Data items
━━━
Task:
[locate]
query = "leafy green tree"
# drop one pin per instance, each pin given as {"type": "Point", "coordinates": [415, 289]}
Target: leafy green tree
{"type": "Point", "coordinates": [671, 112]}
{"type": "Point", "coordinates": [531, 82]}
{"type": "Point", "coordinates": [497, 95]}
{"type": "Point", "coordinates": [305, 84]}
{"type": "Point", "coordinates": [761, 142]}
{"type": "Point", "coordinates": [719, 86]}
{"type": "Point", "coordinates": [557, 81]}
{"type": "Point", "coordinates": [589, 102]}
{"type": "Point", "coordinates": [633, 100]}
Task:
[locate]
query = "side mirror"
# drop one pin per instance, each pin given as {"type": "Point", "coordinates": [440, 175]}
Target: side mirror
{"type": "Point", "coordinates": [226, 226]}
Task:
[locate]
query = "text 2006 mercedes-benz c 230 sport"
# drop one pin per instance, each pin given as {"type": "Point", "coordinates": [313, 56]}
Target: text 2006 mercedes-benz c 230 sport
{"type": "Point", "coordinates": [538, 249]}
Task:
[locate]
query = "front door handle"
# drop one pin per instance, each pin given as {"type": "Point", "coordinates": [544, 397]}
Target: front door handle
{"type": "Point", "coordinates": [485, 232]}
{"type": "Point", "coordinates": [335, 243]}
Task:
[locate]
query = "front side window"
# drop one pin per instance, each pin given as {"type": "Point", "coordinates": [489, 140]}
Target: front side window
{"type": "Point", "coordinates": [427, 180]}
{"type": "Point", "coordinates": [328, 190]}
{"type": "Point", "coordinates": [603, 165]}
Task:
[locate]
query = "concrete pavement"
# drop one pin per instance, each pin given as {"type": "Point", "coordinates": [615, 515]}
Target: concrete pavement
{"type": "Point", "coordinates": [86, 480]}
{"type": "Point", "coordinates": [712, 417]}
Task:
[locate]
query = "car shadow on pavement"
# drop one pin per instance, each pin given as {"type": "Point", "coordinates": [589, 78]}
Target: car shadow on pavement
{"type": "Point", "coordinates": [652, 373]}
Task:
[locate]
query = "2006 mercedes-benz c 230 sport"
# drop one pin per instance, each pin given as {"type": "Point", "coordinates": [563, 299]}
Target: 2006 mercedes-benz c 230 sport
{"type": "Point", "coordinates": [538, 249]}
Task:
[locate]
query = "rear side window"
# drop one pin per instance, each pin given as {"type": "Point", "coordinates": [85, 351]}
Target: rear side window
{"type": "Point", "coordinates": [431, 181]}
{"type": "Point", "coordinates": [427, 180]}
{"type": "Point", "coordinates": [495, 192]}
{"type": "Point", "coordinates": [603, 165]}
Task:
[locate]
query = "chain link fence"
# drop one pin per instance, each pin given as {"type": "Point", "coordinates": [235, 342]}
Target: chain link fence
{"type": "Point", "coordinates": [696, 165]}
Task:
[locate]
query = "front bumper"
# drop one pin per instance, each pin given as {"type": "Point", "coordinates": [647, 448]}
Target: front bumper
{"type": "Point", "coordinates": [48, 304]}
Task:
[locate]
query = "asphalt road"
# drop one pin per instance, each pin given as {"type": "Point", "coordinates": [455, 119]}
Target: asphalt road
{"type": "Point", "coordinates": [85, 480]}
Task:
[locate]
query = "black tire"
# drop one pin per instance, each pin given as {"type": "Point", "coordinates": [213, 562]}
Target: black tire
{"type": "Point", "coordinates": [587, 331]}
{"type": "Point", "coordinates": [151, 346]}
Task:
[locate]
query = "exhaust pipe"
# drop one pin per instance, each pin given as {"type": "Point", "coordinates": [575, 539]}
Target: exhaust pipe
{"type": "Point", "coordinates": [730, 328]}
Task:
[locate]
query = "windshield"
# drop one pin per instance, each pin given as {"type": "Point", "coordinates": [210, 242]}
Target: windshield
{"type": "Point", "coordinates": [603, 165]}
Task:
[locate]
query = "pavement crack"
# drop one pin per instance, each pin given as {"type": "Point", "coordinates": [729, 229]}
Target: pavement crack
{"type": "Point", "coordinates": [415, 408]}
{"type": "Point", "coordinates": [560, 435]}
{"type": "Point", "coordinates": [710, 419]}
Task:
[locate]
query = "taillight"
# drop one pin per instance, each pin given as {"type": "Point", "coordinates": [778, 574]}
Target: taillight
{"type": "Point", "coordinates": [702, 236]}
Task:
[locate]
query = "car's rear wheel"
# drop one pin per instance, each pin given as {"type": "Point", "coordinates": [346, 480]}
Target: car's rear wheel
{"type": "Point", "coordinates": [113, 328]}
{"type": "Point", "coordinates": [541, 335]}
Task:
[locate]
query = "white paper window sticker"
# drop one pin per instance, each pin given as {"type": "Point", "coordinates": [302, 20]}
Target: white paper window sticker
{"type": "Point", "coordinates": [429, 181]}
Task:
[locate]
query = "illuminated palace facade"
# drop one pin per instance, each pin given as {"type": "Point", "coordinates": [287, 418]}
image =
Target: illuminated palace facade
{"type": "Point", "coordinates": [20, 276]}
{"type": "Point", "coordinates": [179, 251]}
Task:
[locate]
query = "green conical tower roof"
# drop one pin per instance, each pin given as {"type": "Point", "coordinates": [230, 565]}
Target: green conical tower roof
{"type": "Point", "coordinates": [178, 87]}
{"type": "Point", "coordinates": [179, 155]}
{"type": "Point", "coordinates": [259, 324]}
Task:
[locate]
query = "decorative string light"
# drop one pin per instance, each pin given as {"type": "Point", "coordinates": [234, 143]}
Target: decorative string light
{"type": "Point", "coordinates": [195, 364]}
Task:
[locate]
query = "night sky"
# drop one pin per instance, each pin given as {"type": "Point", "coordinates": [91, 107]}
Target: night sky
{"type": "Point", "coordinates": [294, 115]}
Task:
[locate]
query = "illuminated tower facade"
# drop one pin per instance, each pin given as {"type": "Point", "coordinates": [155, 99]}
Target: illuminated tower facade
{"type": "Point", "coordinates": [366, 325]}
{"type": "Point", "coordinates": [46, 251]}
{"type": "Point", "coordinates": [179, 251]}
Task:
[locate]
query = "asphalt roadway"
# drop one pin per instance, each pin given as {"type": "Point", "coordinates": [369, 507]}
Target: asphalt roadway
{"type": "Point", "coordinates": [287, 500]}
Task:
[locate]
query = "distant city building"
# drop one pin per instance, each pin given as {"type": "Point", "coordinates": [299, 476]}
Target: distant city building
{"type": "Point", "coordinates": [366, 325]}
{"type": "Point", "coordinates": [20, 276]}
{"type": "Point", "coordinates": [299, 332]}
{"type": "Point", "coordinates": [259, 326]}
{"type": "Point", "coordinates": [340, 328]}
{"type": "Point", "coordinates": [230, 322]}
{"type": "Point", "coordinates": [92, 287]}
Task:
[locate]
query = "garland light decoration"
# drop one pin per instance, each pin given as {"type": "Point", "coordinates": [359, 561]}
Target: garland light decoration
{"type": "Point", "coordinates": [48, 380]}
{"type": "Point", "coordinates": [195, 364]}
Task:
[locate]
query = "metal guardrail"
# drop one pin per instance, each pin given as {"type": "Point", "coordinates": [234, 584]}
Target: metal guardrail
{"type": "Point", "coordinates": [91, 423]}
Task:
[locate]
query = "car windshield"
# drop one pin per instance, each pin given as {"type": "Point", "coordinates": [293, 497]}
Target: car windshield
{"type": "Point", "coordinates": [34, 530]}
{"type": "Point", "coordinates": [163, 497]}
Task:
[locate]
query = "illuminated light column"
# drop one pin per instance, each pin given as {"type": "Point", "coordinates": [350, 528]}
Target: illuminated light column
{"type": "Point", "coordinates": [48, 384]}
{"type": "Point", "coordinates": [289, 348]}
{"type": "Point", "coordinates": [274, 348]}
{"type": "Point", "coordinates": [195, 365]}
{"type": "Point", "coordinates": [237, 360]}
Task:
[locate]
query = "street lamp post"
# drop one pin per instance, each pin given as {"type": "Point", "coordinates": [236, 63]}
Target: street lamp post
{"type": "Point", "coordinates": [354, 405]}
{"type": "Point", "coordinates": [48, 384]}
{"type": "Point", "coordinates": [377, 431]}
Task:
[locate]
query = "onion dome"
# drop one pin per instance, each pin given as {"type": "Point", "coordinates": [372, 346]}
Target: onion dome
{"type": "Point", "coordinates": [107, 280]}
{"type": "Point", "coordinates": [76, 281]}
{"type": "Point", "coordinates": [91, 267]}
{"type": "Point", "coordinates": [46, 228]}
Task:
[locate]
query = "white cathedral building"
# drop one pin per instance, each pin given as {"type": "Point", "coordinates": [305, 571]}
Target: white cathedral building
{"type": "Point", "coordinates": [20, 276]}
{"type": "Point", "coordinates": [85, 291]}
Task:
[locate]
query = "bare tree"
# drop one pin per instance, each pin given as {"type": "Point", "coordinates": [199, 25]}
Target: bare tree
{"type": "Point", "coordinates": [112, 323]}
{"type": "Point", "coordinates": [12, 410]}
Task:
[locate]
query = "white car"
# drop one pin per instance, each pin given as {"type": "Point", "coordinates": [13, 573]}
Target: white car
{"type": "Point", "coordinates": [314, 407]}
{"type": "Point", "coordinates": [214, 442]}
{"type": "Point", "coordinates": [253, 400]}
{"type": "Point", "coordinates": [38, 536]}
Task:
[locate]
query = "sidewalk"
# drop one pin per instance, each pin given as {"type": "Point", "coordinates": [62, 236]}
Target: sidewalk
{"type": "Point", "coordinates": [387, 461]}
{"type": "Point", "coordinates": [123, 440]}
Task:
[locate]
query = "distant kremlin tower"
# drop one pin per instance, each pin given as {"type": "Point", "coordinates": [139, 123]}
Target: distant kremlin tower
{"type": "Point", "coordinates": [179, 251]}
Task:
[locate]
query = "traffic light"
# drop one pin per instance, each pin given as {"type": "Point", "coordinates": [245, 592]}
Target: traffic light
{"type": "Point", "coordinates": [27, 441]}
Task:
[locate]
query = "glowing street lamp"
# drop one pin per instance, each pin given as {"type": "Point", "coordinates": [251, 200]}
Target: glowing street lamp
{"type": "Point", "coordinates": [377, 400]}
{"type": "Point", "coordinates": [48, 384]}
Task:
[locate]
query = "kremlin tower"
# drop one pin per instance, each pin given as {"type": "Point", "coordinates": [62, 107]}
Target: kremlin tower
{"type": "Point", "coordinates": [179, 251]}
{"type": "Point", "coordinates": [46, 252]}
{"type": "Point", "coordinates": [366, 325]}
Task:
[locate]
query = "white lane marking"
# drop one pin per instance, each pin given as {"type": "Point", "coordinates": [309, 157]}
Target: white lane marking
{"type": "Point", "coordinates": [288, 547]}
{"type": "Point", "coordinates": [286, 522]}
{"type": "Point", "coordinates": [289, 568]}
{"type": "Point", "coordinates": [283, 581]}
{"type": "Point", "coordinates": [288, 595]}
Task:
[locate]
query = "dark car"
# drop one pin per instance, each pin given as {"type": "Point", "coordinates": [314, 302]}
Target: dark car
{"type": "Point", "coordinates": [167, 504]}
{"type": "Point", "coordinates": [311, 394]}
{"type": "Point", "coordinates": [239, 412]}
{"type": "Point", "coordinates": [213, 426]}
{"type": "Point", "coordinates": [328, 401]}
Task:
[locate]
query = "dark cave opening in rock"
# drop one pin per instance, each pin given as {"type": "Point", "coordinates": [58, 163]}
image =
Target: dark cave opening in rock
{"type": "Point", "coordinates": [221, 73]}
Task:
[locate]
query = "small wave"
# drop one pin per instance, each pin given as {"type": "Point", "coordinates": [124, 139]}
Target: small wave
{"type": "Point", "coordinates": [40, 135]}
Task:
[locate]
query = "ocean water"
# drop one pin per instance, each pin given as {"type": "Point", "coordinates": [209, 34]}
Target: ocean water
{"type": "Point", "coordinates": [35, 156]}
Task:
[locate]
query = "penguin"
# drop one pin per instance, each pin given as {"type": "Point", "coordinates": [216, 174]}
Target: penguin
━━━
▸ **Stated exercise**
Please pull out each line of the rows above that contains the string "handle", copying those lines in the order they appear.

▸ **Written answer**
query = "front door handle"
Target: front door handle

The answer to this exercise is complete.